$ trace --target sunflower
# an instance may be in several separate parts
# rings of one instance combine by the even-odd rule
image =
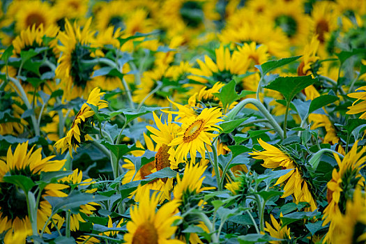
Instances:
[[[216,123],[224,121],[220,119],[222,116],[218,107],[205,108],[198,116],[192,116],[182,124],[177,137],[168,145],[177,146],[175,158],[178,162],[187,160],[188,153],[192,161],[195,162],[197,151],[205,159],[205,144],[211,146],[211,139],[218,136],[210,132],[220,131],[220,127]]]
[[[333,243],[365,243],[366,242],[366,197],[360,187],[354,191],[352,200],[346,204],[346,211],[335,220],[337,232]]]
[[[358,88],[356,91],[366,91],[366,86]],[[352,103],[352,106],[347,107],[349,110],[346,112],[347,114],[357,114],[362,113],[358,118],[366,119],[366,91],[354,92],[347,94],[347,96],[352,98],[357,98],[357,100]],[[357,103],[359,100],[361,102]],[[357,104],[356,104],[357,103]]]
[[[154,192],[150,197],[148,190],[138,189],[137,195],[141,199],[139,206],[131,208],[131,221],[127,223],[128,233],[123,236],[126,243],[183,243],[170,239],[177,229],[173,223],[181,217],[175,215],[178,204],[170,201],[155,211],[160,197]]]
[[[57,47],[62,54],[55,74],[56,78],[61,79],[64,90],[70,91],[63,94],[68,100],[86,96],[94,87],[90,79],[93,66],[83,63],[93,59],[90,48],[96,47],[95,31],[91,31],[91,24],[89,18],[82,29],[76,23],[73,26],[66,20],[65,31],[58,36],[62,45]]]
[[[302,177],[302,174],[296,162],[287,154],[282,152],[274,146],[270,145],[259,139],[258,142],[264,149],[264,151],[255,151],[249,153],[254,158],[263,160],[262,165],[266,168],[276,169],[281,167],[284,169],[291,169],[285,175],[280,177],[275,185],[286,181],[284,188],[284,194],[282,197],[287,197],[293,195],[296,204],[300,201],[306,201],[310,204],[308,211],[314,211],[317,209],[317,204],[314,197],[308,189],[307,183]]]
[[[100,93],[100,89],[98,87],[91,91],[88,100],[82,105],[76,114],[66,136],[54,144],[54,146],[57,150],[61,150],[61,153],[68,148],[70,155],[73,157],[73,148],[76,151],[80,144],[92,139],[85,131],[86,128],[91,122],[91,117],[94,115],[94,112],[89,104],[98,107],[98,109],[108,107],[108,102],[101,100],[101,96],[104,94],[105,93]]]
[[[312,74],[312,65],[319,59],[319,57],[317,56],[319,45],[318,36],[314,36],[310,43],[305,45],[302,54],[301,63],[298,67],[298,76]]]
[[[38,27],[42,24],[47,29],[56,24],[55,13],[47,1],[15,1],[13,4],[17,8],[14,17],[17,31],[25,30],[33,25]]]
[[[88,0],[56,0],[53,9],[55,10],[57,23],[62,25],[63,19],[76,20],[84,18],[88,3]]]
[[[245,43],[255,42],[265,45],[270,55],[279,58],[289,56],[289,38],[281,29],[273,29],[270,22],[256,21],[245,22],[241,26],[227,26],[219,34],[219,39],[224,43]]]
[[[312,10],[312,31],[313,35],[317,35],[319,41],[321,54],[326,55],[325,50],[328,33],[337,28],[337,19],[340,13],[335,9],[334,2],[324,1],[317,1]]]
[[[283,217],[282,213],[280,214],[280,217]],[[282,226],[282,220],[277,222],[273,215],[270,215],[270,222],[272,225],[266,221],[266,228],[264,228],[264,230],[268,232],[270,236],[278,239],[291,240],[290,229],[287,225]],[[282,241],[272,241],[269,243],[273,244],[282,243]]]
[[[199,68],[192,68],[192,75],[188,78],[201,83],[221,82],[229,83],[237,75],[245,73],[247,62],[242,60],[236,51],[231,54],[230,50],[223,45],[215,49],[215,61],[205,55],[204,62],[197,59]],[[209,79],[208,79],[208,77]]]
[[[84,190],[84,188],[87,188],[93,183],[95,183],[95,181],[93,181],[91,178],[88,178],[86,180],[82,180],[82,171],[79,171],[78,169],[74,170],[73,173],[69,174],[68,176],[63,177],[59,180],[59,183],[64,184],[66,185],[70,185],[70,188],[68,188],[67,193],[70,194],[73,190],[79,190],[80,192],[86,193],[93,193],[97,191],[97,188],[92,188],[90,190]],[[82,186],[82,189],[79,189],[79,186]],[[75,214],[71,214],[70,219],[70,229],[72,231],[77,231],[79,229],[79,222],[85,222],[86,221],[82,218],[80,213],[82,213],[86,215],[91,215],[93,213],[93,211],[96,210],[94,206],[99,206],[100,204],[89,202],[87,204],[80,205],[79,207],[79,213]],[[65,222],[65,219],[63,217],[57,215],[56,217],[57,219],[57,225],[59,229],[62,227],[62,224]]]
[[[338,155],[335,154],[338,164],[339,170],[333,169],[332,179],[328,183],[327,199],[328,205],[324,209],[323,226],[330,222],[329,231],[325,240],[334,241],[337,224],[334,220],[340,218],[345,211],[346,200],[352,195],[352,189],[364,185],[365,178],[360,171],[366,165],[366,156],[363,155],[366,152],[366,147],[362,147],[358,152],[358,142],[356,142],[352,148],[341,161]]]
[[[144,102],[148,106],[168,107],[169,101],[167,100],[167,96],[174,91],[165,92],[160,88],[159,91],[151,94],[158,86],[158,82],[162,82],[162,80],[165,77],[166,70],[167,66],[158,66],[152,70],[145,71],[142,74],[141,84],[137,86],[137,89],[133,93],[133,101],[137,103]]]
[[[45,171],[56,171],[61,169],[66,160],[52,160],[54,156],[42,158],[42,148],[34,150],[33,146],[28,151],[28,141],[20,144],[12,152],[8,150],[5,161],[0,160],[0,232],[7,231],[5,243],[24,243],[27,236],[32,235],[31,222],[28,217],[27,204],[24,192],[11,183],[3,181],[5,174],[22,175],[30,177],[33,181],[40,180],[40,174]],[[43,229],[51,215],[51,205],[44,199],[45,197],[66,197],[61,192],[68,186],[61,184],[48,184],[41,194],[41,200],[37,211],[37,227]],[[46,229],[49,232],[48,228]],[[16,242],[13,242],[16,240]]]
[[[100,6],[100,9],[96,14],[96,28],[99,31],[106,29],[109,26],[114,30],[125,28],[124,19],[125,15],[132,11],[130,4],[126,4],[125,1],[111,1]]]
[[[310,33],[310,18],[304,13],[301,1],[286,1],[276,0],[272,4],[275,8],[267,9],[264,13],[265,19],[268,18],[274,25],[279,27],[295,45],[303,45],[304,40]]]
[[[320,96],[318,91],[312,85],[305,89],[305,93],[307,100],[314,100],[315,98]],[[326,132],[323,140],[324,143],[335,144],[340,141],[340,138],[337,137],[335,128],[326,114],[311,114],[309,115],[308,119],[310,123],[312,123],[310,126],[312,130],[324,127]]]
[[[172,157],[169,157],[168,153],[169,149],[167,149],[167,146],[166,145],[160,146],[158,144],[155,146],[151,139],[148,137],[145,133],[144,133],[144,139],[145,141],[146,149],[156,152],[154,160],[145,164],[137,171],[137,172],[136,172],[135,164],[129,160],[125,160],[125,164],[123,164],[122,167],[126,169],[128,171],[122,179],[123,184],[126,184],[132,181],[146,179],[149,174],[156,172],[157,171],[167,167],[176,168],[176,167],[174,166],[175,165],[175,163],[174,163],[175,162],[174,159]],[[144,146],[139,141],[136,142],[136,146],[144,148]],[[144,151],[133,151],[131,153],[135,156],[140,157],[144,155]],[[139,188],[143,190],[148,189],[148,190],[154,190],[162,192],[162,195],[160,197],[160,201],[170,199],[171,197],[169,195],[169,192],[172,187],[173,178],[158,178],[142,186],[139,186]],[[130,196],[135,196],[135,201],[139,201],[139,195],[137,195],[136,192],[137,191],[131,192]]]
────────────────
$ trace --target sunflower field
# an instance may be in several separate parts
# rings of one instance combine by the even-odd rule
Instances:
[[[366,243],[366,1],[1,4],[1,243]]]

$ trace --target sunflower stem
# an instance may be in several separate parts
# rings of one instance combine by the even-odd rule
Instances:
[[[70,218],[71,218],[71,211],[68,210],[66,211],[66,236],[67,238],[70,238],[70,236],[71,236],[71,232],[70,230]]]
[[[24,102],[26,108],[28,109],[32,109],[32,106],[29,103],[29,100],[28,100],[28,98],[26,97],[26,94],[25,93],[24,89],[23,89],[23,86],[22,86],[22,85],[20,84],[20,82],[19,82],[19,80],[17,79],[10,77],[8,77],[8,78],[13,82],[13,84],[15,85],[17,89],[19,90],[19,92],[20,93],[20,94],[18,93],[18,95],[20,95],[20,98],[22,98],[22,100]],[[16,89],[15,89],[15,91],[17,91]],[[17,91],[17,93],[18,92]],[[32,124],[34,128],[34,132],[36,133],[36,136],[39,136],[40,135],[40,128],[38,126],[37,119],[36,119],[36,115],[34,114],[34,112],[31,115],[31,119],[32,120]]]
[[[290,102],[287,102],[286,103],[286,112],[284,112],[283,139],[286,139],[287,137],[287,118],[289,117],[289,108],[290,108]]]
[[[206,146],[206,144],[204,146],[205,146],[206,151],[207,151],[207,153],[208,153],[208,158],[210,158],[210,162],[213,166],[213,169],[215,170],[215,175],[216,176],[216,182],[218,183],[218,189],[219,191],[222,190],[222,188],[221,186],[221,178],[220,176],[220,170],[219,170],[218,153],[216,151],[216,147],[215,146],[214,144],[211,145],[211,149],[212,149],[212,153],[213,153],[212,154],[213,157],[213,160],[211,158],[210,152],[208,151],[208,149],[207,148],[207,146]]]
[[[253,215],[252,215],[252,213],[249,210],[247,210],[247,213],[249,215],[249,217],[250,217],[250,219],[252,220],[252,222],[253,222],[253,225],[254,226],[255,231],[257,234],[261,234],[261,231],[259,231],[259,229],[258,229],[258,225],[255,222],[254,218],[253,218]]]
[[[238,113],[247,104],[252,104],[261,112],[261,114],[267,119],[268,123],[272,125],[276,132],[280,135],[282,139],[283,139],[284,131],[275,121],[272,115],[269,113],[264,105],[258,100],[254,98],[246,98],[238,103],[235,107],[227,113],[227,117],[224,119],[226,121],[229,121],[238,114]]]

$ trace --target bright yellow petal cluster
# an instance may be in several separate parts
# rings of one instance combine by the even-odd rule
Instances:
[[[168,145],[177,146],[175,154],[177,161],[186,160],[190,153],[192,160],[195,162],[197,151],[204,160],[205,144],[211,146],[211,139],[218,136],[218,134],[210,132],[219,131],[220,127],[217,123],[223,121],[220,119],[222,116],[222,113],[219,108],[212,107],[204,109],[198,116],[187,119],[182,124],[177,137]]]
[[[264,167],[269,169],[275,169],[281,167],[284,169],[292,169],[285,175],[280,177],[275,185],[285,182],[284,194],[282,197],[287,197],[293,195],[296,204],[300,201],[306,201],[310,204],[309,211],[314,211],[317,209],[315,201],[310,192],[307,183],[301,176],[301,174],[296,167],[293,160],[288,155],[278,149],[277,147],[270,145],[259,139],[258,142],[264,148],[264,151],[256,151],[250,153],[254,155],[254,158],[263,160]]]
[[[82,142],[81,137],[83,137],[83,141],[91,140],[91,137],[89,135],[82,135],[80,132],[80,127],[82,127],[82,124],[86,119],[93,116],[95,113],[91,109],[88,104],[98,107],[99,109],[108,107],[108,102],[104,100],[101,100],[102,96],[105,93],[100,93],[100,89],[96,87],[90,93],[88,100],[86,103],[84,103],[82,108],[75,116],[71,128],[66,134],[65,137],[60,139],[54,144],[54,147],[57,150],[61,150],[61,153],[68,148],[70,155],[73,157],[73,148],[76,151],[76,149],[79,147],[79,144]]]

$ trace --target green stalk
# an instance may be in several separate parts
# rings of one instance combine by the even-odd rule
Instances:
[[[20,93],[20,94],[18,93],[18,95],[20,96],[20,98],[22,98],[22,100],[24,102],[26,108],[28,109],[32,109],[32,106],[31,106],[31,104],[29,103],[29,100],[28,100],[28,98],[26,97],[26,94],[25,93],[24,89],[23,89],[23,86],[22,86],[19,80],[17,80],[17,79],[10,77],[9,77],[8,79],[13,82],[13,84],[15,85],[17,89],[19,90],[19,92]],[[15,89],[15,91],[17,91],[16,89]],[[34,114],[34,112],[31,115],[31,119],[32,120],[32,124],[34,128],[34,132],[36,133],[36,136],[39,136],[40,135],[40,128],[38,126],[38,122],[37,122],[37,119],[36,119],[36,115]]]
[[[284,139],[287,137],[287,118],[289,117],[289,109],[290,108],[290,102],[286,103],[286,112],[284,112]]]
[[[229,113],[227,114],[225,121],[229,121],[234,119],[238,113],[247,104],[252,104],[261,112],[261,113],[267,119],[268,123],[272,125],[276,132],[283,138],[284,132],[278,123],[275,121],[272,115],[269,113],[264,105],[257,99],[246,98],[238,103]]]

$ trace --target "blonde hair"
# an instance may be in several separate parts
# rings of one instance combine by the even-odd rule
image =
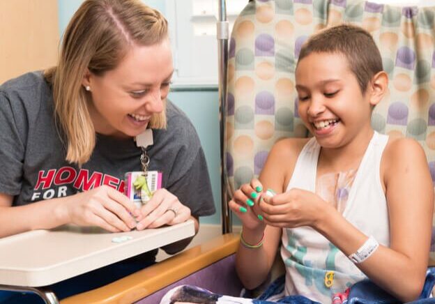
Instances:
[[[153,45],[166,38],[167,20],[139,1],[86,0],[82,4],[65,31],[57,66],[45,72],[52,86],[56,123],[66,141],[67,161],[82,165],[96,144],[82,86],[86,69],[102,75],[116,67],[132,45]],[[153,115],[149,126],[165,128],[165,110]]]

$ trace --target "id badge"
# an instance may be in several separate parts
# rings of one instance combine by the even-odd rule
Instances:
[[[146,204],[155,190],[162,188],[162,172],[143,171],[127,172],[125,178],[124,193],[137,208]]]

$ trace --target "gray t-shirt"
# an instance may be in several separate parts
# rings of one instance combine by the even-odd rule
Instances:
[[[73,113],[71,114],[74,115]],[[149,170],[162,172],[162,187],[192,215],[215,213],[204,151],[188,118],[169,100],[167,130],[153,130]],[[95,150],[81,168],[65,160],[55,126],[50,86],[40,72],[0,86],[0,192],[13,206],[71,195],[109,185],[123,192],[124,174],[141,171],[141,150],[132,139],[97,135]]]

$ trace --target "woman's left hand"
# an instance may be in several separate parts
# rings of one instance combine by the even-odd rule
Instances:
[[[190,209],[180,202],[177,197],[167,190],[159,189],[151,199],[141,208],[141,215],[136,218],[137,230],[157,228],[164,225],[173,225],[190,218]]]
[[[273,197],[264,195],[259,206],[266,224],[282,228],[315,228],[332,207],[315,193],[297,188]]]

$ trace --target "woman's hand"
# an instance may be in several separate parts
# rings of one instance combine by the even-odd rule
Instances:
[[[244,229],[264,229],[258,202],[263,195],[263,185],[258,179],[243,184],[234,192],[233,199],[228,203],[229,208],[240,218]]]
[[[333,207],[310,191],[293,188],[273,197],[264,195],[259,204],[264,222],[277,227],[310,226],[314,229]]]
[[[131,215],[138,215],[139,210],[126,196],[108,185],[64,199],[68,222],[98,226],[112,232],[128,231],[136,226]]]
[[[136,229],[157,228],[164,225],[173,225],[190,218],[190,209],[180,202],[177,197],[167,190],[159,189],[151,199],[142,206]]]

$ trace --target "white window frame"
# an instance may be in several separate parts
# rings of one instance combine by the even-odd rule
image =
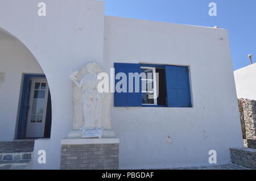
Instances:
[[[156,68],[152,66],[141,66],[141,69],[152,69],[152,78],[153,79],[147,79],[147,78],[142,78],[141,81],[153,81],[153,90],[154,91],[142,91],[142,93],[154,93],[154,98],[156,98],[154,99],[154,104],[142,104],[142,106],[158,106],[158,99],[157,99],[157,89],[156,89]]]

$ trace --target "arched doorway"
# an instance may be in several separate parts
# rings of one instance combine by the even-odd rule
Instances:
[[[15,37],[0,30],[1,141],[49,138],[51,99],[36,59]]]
────────────────
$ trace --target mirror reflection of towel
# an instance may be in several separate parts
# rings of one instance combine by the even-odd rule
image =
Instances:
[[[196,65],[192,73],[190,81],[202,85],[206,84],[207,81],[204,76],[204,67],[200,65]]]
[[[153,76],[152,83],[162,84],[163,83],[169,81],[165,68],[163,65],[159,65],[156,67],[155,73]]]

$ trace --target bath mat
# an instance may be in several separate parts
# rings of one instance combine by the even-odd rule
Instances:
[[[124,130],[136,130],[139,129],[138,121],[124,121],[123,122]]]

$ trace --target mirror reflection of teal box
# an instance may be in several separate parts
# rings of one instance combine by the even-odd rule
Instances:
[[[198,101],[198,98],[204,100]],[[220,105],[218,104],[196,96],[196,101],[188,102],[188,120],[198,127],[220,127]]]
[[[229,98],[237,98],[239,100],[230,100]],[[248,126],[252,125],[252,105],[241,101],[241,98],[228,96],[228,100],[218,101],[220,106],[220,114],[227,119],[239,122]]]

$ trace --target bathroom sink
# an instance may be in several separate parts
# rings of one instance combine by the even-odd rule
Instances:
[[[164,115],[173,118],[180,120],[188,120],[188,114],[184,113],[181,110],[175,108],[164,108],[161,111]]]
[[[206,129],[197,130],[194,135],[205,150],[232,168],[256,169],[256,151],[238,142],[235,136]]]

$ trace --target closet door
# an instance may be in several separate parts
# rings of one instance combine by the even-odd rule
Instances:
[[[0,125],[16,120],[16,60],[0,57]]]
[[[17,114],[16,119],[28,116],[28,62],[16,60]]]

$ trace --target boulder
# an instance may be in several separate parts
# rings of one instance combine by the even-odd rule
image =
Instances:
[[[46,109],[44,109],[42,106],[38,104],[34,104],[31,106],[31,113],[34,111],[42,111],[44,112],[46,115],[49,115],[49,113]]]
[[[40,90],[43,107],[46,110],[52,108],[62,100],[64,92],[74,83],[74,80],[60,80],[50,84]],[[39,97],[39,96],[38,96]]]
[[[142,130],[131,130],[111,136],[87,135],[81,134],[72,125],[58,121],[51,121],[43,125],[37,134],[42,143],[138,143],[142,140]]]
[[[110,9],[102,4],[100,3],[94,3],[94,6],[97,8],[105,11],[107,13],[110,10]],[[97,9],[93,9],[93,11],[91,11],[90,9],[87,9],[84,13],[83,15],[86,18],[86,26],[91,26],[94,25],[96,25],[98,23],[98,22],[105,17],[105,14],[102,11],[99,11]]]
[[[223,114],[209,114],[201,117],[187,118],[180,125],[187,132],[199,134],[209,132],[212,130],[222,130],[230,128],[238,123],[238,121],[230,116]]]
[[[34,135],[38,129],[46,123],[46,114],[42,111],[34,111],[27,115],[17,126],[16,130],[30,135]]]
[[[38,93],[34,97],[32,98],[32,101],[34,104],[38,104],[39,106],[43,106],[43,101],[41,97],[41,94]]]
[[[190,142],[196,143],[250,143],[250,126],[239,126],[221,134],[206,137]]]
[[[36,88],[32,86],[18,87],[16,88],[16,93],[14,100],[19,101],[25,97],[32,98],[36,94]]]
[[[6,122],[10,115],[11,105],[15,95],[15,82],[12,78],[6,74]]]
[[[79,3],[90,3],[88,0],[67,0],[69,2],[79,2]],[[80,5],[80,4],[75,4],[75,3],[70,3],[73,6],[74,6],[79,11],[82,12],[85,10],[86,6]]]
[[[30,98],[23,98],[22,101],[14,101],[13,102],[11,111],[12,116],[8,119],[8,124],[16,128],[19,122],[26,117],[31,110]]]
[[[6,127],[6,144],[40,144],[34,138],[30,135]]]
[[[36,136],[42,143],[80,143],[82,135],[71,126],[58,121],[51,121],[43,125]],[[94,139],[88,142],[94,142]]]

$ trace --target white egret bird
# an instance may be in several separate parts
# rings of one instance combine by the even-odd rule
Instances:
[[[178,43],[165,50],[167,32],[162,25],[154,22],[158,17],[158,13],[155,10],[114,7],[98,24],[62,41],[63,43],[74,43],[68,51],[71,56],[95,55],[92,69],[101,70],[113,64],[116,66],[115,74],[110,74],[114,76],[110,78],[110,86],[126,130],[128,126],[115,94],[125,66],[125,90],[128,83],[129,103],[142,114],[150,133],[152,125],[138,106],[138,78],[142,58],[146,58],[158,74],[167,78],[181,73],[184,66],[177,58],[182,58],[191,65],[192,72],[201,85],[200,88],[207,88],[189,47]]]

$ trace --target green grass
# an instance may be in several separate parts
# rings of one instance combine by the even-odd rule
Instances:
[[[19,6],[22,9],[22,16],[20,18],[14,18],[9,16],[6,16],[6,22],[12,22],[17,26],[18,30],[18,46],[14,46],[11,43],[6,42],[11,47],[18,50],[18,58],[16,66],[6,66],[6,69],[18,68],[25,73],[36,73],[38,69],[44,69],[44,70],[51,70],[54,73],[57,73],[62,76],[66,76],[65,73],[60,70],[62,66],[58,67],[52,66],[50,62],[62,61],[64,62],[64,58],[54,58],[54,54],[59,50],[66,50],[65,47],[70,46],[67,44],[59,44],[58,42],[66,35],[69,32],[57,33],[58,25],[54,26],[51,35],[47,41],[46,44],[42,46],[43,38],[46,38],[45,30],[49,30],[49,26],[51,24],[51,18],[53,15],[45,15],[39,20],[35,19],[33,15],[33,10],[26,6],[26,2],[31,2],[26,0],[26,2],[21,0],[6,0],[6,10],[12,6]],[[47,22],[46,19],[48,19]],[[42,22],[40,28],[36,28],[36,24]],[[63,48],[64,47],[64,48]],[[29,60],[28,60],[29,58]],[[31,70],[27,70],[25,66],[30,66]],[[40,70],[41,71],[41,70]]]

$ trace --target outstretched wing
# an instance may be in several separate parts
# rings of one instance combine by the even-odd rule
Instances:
────────────────
TASK STATEMENT:
Please reproduce the stretch of the listing from the line containing "of teal box" through the line containing "[[[17,114],[16,119],[28,116],[28,62],[16,60]]]", substituting "wardrobe door" for "closet door" and keeping everything else unchanged. Give only those lines.

FINAL RESULT:
$ trace --target mirror reflection of teal box
# an instance may be in several separate parts
# rings of one instance combine by the even-odd rule
Instances:
[[[198,101],[198,98],[204,100]],[[220,105],[218,104],[196,96],[196,101],[188,102],[188,120],[198,127],[220,127]]]
[[[229,98],[237,98],[239,100],[230,100]],[[248,126],[252,125],[252,105],[241,101],[241,98],[228,96],[228,100],[218,101],[220,106],[220,114],[227,119],[239,122]]]

$ trace --target bathroom sink
# an instance may be in several separate parts
# rings of one instance combine by the even-odd rule
Instances:
[[[164,115],[173,118],[180,120],[188,120],[188,114],[184,113],[181,110],[175,108],[164,108],[161,111]]]
[[[206,129],[197,130],[194,135],[205,150],[232,168],[256,169],[256,151],[238,142],[235,136]]]

$ trace --target wardrobe door
# an instance may be in several separate parts
# rings of one instance combine by the even-odd rule
Instances:
[[[0,125],[16,120],[16,60],[0,57]]]
[[[17,114],[16,119],[28,116],[28,62],[16,60]]]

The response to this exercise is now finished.